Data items
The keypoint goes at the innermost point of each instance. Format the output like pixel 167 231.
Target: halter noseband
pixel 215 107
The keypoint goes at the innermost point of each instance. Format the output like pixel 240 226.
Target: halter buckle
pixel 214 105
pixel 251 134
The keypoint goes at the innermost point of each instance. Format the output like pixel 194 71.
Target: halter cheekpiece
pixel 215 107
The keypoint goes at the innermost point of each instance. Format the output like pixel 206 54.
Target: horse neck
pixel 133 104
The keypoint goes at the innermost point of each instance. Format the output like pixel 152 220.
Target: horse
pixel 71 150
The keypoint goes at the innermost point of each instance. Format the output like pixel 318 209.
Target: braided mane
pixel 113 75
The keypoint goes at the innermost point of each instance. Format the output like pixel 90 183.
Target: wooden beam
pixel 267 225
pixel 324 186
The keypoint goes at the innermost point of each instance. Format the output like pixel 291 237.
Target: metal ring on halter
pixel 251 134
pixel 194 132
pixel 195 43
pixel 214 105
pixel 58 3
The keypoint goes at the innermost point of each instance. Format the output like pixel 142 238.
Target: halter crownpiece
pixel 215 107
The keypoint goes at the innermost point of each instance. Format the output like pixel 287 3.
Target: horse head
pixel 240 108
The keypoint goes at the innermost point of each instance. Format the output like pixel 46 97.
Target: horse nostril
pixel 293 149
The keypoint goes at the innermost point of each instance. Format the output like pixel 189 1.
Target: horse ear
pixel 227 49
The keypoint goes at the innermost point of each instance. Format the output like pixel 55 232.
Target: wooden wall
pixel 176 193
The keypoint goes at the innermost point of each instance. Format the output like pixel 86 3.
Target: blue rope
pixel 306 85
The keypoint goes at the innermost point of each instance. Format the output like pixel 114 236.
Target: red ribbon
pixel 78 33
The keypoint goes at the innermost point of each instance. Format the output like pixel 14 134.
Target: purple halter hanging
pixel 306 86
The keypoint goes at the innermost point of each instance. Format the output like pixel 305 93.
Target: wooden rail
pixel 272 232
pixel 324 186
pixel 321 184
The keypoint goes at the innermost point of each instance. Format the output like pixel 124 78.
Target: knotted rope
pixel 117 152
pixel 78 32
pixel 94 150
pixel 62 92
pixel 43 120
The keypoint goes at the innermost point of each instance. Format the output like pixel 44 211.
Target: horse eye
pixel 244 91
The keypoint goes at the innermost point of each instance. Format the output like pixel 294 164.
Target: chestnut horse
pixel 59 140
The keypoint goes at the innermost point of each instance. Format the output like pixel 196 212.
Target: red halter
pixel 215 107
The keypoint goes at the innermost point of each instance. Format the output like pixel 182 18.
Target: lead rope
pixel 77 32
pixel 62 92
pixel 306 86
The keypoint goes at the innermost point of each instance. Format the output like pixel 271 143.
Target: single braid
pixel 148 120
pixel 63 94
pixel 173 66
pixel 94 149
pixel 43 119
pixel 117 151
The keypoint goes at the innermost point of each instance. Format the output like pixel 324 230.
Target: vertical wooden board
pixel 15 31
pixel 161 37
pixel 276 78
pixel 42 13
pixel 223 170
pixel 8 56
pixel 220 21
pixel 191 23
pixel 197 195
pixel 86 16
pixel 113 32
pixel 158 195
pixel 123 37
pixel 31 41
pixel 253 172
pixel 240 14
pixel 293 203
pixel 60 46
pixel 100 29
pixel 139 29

_WHAT TO WORK ON_:
What this exercise asks for is an exact copy of all the records.

_RESULT OF THE TASK_:
The keypoint goes at the innermost point of each instance. Format the output like pixel 167 231.
Target: halter noseband
pixel 215 107
The keypoint goes at the innermost point of each instance. Format the output like pixel 240 226.
Target: halter buckle
pixel 214 105
pixel 251 134
The keypoint goes at the innermost point of each instance. Format the output like pixel 194 71.
Target: halter cheekpiece
pixel 215 107
The keypoint goes at the innermost point of each instance. Format the output like pixel 206 54.
Target: horse neck
pixel 133 104
The keypoint goes at the innermost point of each instance. Format the output like pixel 152 220.
Target: horse
pixel 71 150
The keypoint goes at the innermost point of each instance. Format the output like pixel 318 209.
Target: braided mane
pixel 113 75
The keypoint goes at the innermost point of each instance. Format the output like pixel 90 183.
Target: wooden beam
pixel 267 225
pixel 324 186
The keypoint goes at the innermost point of each instance. Format the output like pixel 291 237.
Target: metal ring on halter
pixel 251 134
pixel 194 132
pixel 195 43
pixel 214 105
pixel 58 3
The keypoint goes at the innermost point of each instance. Format the output like pixel 142 238.
Target: halter crownpiece
pixel 215 107
The keypoint goes at the innermost point of each instance. Format the output like pixel 287 3.
Target: horse head
pixel 240 108
The keypoint goes at the innermost point of each instance. Format the output like pixel 46 97.
Target: horse nostril
pixel 293 149
The keypoint goes at the innermost point of each instance. Format the output like pixel 189 1.
Target: horse ear
pixel 227 49
The keypoint goes at the innermost point of each instance. Format the output like pixel 55 232.
Target: wooden wall
pixel 176 193
The keypoint goes at the innermost point of each instance. Format the output like pixel 86 3.
Target: blue rope
pixel 306 85
The keypoint goes at the innermost point of each instance. Format the output like pixel 114 236.
Target: red ribbon
pixel 78 33
The keypoint goes at the innermost point of each instance. Format the output like pixel 14 134.
Target: purple halter hanging
pixel 306 86
The keypoint goes at the innermost point of each instance. Format the output like pixel 305 93.
Target: wooden rail
pixel 272 232
pixel 324 186
pixel 321 184
The keypoint goes at the innermost point of each instance. Format the output like pixel 124 78.
Target: knotted rope
pixel 117 152
pixel 78 32
pixel 94 150
pixel 62 92
pixel 43 120
The keypoint goes at the innermost point of each instance. Format the output like pixel 44 211.
Target: horse eye
pixel 244 91
The keypoint goes at the innermost point of each instance. Format the output like pixel 294 164.
Target: chestnut horse
pixel 59 140
The keypoint goes at the innermost point of each instance. Format the output like pixel 196 212.
Target: red halter
pixel 215 107
The keypoint goes at the innermost point of each instance. Format the output like pixel 182 18.
Target: lead rope
pixel 77 32
pixel 62 92
pixel 306 86
The keypoint goes at the innermost point of each instance. Format the output like pixel 271 143.
Target: single braid
pixel 148 120
pixel 63 94
pixel 173 66
pixel 94 149
pixel 43 119
pixel 117 151
The keypoint goes at the innermost point of each instance. Format the output like pixel 324 230.
Target: vertical wooden board
pixel 15 31
pixel 161 37
pixel 276 78
pixel 42 13
pixel 223 170
pixel 8 56
pixel 220 21
pixel 191 23
pixel 197 195
pixel 86 16
pixel 113 32
pixel 158 195
pixel 123 37
pixel 31 41
pixel 253 172
pixel 240 14
pixel 293 203
pixel 60 46
pixel 100 29
pixel 139 29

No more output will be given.